Text excerpt »
Portsmouth chief executive Peter Storrie admits his position at the club has become untenable.
Storrie has suggested he was left out of negotiations with Tottenham over the sale of defender Younes Kaboul.
Kaboul is expected to seal a return to White Hart Lane in a deal worth around £11million, though £2million of that is reportedly already owed by Pompey from the deal that brought the defender to Fratton Park.
Asked if he felt his role had become untenable, Storrie, one of the few constant figures during a turbulent time on the south coast, said: "In very many ways it probably has.
"It makes you wonder what one's doing here at the moment. My love is for the football club and despite what some of the fans may think, it always has been.
"My interest is in what is best for the football club.
He told Quay Radio: "I'll always keep that in mind whatever decision we make.
"But one feels aggrieved that over the years some excellent deal have been done in terms of transfers, both in and out. I'd like to think I'm pretty good at getting the right transfer fees.
"If there is a need to sell a player and get a fee then I feel I am the best person for the situation.
"But I knew nothing about it (the Kaboul reports) until this (yesterday) morning. I took a call from Avram (Grant, manager) and was told there were meetings going on at Spurs."
Portsmouth's precarious financial position was laid bare yesterday when their official website was temporarily shut down due to an unpaid bill.
The club confirmed their failure to honour their financial commitments to Juicy, the company responsible for running the site, resulted in it being taken off-line.
A Portsmouth spokesman said: "Our website was down because the club failed to keep to the payment plan agreed with our service provider.
"However, the bill was paid and the website is now running again."
Juicy released a statement yesterday afternoon confirming a new payment plan had been agreed with the south-coast club.
The spectre of becoming the first Barclays Premier League club to enter administration looms large at Fratton Park with Portsmouth reported to be £60million in the red.
Even if they manage to limp across the finishing line, their position four points adrift at the foot of the table and needing to sell their best players to stay afloat all but dooms them to relegation.

Given records »
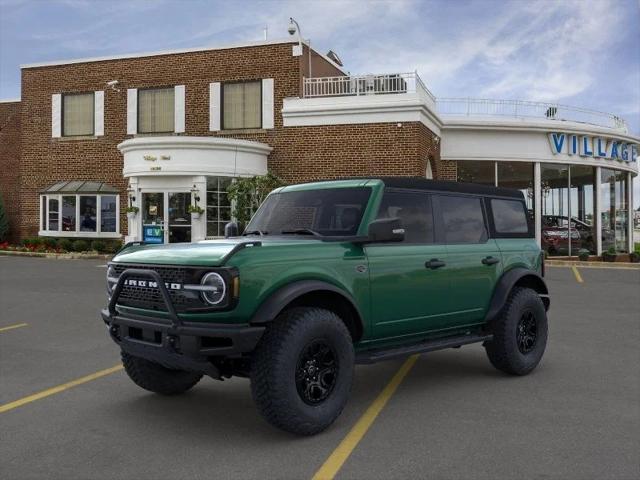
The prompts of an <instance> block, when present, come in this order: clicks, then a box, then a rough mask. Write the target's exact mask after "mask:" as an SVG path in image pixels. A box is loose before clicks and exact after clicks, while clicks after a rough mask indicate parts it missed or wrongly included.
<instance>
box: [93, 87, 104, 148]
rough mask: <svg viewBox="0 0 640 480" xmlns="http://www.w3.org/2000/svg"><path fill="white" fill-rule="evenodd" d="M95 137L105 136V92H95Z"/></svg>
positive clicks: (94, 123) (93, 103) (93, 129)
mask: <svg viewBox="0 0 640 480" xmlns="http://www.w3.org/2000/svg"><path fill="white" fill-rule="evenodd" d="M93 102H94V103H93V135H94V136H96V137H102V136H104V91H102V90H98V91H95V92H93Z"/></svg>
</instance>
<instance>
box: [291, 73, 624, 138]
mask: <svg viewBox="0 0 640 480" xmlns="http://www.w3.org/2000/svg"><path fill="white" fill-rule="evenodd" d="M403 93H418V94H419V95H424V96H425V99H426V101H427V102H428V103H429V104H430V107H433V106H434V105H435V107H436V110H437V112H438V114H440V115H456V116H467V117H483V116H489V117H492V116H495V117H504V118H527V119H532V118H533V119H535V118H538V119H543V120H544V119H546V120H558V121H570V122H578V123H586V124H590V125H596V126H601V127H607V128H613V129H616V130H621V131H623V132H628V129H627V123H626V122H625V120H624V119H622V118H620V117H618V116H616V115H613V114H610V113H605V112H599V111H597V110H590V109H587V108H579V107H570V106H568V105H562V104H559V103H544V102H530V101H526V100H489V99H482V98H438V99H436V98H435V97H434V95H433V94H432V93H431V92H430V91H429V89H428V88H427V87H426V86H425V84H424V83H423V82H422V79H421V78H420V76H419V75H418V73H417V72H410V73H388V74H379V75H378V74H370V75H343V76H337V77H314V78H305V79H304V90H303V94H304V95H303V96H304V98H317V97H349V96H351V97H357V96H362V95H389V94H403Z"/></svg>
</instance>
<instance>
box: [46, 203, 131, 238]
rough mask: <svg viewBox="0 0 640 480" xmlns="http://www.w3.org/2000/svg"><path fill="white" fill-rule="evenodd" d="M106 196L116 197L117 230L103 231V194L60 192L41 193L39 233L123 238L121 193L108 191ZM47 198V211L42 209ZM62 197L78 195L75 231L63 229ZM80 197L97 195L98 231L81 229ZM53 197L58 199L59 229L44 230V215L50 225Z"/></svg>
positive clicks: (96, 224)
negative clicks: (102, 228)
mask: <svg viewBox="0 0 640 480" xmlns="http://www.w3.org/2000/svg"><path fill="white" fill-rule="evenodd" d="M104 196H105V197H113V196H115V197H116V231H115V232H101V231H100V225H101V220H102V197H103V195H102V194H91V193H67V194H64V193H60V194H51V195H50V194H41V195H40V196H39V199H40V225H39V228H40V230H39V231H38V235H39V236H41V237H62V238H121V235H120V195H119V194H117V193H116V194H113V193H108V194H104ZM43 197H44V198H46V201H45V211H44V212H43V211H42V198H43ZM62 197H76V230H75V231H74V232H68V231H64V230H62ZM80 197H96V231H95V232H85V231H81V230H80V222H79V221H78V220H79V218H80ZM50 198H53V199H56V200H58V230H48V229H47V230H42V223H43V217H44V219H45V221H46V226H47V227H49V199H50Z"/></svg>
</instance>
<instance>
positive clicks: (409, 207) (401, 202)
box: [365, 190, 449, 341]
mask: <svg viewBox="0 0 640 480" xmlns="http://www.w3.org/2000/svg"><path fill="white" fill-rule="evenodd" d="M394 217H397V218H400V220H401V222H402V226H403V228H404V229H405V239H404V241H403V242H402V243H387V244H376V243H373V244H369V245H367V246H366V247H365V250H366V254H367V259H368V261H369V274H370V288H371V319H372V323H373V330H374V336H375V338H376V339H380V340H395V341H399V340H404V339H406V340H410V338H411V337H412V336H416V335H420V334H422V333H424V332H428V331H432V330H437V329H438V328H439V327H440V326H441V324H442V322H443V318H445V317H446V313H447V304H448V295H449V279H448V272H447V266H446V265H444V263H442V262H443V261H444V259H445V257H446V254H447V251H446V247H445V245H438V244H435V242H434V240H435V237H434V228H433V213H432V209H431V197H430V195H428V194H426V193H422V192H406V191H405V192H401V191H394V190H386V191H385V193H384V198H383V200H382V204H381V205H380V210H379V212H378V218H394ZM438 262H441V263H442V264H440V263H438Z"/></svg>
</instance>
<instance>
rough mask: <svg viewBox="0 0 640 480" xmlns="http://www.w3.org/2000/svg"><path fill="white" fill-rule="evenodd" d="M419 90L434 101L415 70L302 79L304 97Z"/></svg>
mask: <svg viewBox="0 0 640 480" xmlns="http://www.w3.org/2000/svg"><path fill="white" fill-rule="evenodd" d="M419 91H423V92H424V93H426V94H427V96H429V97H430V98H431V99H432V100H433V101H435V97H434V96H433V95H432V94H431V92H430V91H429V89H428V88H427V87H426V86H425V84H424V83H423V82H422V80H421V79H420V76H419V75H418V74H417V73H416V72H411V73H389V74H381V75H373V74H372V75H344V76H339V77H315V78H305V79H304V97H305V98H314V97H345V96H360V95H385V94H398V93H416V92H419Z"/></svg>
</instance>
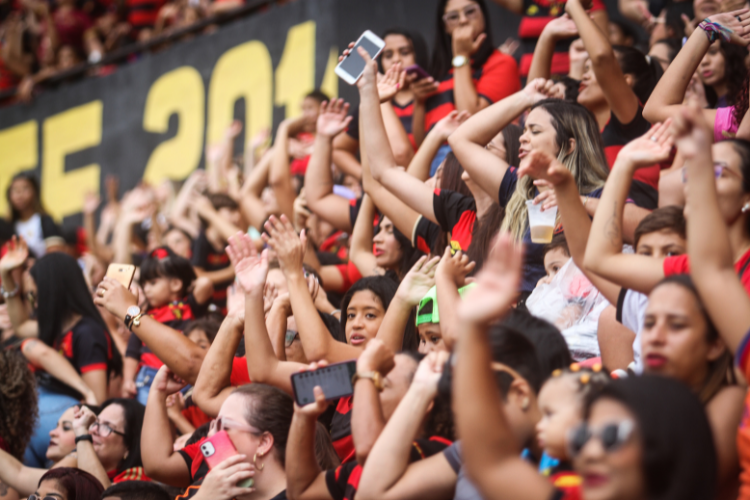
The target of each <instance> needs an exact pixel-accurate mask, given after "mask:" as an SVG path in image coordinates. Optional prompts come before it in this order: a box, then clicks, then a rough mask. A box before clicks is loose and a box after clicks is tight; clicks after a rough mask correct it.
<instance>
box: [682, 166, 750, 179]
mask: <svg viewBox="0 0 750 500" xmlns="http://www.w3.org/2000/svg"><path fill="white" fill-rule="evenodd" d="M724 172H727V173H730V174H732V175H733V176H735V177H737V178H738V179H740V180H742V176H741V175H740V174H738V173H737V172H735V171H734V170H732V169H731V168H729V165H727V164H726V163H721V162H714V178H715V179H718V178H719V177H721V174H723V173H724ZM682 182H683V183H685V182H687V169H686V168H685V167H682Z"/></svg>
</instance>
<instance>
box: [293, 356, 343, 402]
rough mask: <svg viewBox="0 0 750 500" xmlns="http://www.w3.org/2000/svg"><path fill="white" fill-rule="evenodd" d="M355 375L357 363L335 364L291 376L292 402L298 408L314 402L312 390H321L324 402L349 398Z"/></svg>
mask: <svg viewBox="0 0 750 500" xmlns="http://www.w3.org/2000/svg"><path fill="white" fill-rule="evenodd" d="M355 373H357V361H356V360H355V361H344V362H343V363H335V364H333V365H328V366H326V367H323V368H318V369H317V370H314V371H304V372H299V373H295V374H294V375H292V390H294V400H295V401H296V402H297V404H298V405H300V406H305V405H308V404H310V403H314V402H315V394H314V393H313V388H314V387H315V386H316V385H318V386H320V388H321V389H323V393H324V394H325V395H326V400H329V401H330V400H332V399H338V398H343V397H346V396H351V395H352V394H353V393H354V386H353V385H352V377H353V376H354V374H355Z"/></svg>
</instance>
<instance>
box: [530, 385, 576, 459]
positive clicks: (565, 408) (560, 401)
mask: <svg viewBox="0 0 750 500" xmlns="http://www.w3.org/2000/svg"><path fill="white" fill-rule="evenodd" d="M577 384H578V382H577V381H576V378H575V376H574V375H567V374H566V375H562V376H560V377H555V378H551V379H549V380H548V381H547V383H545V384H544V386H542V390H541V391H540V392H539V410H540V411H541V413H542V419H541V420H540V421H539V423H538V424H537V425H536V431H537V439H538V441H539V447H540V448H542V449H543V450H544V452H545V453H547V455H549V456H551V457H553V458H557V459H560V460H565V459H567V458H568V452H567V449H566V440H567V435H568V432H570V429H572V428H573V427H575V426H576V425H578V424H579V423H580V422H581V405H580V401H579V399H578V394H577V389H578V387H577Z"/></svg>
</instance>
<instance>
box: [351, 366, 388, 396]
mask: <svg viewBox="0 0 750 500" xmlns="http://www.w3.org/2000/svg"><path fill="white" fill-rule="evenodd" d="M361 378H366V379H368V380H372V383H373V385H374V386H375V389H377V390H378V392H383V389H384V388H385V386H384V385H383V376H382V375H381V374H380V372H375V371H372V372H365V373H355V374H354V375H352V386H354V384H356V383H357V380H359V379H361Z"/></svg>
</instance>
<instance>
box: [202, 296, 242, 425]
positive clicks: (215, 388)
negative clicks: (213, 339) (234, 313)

==

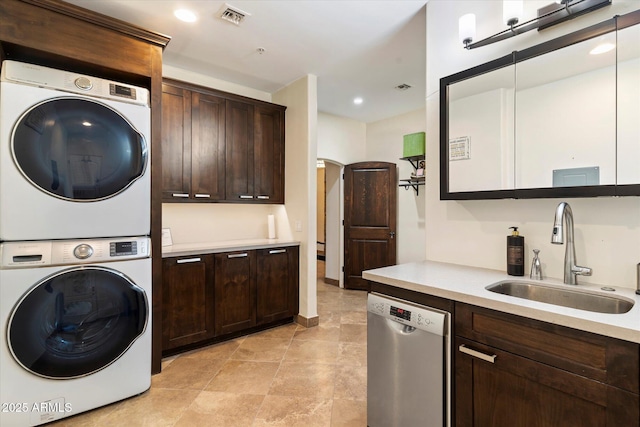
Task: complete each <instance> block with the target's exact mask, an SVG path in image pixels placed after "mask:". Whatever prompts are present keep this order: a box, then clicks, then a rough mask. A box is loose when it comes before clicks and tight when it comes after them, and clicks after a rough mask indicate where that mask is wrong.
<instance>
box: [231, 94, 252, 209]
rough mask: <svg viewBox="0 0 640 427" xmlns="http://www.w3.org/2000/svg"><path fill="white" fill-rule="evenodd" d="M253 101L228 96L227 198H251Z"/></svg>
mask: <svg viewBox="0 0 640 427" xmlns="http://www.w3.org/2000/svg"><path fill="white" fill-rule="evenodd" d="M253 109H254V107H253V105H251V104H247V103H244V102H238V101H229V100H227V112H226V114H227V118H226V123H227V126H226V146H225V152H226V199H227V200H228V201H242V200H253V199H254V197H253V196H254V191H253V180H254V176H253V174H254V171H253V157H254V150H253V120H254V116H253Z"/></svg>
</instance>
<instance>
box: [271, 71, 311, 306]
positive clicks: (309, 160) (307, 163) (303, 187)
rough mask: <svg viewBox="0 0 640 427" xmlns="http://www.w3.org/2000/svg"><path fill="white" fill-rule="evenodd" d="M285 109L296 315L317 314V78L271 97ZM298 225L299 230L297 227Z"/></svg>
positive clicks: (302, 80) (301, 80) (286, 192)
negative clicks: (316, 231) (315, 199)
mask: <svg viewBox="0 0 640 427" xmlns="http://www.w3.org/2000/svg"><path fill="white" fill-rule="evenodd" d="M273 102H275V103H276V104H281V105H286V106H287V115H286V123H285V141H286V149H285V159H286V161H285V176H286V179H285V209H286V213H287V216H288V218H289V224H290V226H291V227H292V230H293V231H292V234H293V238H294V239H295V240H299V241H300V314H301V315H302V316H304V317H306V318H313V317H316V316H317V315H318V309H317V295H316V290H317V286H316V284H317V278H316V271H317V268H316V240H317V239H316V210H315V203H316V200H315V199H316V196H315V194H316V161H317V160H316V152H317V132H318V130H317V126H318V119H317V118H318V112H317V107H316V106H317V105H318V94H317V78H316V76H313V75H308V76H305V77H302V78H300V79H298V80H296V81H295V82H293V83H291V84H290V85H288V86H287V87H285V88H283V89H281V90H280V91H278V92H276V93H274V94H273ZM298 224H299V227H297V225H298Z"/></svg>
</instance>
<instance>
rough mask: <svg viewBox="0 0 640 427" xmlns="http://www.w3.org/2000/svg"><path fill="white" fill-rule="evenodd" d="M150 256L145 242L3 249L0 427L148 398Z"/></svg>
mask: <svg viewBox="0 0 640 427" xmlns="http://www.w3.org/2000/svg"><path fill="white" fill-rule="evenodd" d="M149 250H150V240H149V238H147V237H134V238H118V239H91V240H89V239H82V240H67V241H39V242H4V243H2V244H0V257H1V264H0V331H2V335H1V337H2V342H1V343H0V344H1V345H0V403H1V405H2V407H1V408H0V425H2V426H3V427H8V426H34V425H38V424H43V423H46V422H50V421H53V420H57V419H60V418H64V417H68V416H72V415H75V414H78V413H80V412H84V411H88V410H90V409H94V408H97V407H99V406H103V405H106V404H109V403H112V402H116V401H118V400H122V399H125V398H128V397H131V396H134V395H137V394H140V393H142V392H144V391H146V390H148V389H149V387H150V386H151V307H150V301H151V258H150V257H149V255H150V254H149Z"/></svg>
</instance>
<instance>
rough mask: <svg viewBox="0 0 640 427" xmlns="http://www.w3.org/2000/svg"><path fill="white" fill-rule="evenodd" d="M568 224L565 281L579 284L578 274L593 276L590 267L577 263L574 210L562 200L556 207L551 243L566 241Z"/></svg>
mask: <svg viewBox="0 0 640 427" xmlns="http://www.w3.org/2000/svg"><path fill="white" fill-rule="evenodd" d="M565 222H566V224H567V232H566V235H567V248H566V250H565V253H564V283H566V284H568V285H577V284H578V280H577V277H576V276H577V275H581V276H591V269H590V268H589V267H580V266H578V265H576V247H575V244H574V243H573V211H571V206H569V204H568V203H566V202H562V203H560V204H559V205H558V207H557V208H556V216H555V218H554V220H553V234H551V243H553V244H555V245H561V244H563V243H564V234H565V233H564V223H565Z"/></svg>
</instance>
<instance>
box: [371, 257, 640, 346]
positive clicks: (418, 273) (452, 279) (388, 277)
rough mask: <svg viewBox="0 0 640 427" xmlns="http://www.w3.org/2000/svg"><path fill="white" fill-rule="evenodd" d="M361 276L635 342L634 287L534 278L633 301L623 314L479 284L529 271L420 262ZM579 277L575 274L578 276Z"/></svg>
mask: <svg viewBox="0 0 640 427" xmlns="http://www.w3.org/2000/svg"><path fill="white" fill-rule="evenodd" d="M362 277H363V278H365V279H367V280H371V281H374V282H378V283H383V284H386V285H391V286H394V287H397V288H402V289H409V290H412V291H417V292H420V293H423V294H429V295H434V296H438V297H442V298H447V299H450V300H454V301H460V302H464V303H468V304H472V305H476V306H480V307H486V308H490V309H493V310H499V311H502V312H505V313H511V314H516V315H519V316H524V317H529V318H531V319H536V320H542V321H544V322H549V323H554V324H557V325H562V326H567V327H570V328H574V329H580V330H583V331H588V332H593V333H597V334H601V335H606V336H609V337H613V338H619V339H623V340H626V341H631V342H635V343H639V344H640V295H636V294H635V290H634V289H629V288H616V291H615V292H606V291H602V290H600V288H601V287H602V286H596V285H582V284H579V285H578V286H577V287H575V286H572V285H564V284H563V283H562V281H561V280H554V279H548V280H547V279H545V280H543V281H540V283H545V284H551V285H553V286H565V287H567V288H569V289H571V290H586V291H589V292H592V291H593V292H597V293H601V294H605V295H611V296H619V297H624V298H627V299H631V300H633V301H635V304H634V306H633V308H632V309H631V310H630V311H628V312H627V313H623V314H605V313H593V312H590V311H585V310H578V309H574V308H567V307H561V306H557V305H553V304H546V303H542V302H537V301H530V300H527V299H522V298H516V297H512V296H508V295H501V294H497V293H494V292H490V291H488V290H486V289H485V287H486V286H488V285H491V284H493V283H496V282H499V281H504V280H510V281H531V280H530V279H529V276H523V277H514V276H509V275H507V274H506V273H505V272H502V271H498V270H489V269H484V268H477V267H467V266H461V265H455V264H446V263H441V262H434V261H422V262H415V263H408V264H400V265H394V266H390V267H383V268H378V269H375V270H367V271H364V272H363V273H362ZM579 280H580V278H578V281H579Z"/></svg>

Brief 1 » In the records, reproduce word for word the stretch from the line containing "The prompts of" through the line containing "positive clicks: (94, 123)", both included.
Brief 2 » Continue the article on Peter Storrie and Portsmouth's finances from where it stops.

Task answer 1 »
The prompts of an <instance> block, when present, come in this order: clicks, then a box, then a rough mask. Write the target's exact mask after "mask:" as an SVG path in image pixels. A box is loose before clicks and exact after clicks, while clicks after a rough mask indicate parts it missed or wrongly included.
<instance>
box: [93, 87, 104, 148]
rough mask: <svg viewBox="0 0 640 480" xmlns="http://www.w3.org/2000/svg"><path fill="white" fill-rule="evenodd" d="M95 137L105 136V92H95Z"/></svg>
positive clicks: (94, 123) (93, 103) (93, 129)

Task answer 2 »
Wages have regularly gone unpaid, leading to fears of a walkout by disgruntled players, and the transfer embargo in place since October has only just been lifted.
But it is the failure to meet the financial demands of a nuts-and-bolts part of the operation such as the website that really rams home the depth of the crisis.
There was some bright news, though, with the loan signing of Spartak Moscow striker Quincy Owusu-Abeyie.
The 23-year-old former Arsenal and Birmingham player has moved to Fratton Park on loan until the end of the season, subject to international clearance.
There was better news for Pompey fans later this morning too, as Storrie revealed neither he nor Grant was likely to walk away from the beleaguered club.
Storrie conceded he still felt aggrieved by the situation at the club, but after speaking with Grant feels quitting at this stage is not an option.
"We have spoken about it," Storrie told ESPN Soccernet. "We are both angry, frustrated and fed up, but neither of us are quitters.
"I don't intend to quit now I've slept on it, and although I cannot speak for Avram, from what we have talked about this morning, I don't think he will quit either. And, let's face it, we both have good reason to walk out."
Kaboul may not be the only Pompey player set to join Spurs, with goalkeeper Asmir Begovic also being strongly linked with a move to the London club, but Storrie conceded that the player exodus could be the key to securing the club's financial future.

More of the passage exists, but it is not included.